[RECORDS FOR THE TASK — start]

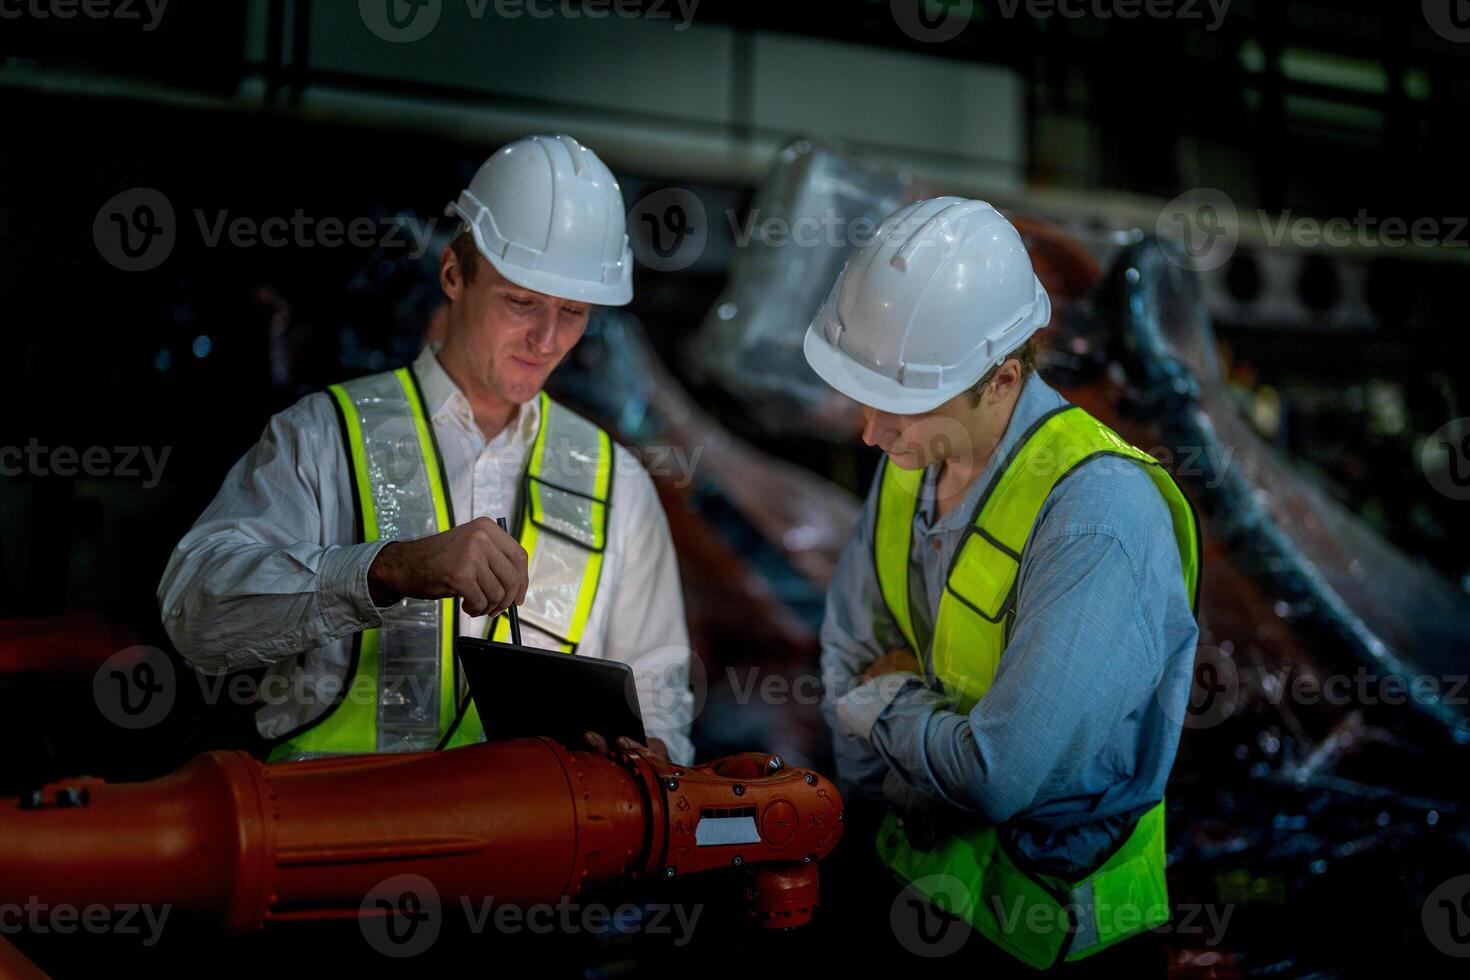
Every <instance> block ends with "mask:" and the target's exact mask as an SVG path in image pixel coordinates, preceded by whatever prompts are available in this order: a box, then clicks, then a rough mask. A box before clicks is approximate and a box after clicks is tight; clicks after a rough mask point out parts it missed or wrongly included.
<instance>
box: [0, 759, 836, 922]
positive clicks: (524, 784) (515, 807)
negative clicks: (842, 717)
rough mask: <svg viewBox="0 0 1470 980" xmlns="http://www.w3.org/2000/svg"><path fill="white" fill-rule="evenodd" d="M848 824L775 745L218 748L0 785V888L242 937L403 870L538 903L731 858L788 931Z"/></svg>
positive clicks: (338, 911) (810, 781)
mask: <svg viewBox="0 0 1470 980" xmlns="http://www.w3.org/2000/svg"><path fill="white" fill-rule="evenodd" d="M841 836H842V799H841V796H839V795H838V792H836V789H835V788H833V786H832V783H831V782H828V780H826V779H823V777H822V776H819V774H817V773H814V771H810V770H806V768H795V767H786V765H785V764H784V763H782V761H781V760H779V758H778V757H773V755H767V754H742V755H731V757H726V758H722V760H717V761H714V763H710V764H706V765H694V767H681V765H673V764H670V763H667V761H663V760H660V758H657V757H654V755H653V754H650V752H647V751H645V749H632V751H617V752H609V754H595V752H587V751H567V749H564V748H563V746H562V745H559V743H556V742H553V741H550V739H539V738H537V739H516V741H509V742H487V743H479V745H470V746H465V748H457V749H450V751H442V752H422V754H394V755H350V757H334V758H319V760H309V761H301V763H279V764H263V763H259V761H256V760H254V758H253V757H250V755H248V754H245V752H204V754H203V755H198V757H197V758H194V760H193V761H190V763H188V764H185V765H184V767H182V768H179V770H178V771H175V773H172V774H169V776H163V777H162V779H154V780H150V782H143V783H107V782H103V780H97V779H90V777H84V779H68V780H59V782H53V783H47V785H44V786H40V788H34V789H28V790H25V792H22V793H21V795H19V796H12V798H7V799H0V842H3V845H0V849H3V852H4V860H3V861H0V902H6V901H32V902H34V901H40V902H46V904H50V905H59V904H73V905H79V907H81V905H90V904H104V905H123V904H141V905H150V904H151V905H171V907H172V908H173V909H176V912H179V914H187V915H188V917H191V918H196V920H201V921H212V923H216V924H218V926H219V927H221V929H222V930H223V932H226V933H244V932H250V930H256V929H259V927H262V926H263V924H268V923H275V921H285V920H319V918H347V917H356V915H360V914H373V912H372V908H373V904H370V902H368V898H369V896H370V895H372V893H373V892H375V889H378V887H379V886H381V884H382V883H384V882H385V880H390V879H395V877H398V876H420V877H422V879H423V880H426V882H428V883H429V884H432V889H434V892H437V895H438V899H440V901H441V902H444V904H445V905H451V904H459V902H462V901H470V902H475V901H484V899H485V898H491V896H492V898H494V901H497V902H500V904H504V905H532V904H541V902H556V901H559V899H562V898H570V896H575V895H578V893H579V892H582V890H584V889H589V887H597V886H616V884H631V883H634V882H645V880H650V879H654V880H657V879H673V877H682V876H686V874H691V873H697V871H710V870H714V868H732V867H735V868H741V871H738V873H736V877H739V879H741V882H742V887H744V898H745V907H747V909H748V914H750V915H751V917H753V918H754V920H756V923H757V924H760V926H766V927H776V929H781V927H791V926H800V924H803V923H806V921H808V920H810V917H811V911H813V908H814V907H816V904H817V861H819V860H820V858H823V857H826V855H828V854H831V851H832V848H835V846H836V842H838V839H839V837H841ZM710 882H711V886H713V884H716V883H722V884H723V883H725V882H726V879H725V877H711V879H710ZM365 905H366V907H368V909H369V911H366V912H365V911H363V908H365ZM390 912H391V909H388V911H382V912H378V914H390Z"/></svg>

[RECORDS FOR THE TASK — finish]
[RECORDS FOR THE TASK — start]

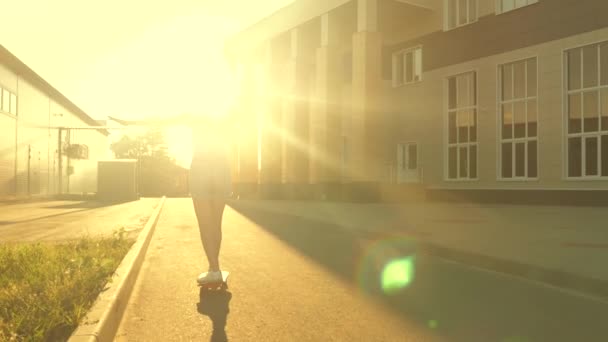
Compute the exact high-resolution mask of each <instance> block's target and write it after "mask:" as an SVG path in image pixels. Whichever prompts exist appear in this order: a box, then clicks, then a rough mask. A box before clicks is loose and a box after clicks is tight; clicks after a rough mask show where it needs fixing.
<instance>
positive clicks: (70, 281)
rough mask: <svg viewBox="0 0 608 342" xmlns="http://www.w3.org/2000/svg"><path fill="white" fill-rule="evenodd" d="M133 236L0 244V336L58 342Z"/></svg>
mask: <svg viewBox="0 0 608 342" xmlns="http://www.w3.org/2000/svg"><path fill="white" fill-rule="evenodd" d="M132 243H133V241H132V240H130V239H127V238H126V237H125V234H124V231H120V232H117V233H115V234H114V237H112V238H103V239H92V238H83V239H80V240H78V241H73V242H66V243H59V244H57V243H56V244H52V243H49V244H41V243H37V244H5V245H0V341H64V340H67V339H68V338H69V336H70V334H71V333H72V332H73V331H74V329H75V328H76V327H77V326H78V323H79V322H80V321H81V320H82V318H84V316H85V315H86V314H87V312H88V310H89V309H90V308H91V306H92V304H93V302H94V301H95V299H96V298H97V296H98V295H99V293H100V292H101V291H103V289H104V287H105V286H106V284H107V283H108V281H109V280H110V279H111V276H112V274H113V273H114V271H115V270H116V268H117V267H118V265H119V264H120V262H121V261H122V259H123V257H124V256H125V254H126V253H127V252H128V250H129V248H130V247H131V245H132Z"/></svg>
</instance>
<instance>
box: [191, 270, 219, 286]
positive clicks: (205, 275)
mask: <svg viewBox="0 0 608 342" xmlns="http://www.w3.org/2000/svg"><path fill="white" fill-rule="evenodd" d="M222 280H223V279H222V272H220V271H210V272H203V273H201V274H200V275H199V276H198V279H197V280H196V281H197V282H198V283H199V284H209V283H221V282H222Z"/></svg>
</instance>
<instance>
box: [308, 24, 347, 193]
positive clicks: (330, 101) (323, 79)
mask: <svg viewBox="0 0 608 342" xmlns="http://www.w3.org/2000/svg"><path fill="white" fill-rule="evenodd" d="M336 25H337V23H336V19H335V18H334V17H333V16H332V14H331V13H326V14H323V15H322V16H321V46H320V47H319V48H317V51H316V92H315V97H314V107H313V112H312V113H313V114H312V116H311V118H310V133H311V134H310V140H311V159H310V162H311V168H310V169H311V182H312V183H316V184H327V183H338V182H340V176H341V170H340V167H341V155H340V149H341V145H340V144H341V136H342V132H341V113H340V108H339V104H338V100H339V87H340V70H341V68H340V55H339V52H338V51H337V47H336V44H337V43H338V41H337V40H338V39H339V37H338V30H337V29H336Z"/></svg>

[RECORDS FOR THE TASK — finish]
[RECORDS FOR THE TASK — start]

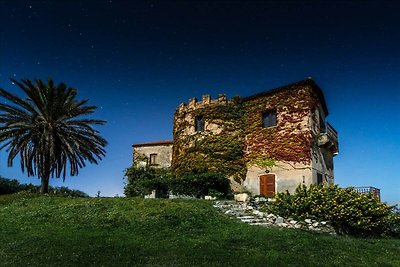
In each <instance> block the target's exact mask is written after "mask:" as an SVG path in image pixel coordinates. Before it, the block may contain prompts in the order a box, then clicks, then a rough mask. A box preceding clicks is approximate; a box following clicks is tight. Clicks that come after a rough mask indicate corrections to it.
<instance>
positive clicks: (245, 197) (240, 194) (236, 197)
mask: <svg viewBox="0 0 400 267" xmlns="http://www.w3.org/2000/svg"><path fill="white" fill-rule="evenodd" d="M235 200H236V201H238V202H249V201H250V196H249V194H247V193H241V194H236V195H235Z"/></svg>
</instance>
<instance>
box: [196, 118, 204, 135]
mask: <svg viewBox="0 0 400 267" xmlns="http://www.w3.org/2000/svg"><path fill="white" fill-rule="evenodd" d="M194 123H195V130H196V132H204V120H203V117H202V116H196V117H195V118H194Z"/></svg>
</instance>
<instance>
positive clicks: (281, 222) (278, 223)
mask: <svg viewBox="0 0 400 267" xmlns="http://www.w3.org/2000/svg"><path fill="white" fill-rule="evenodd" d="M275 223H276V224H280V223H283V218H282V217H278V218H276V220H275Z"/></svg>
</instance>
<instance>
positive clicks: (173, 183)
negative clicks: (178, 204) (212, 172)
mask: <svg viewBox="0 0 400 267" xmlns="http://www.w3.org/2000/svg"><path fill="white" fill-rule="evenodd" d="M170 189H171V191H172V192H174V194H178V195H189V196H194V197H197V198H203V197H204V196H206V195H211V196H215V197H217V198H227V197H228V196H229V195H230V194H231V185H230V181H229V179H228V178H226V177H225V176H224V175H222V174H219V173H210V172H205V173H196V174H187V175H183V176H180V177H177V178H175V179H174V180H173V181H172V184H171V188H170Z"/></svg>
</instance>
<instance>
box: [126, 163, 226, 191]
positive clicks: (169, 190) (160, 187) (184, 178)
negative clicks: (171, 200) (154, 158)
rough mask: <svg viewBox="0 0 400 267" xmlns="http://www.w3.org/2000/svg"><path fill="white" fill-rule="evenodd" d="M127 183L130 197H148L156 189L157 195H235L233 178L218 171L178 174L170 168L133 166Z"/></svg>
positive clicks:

[RECORDS FOR THE TASK — finish]

EXERCISE DESCRIPTION: Change "positive clicks" to "foreground clicks" in the entries from the line with "Every <instance> block" up to and including the line with "negative clicks: (842, 717)". Give back only those lines, with nothing else altered.

SOLUTION TO THIS TASK:
Every <instance> block ends with "mask:" and the target's exact mask as an SVG path in image pixel coordinates, preceded by whatever prompts are available in this order: a box, then clicks, then a rough mask. A box before clicks is approximate and a box after clicks is tight; clicks after a rough mask point out parts it missed or wrongly included.
<instance>
box: [0, 759, 836, 922]
foreground clicks: (524, 784) (515, 807)
negative clicks: (842, 717)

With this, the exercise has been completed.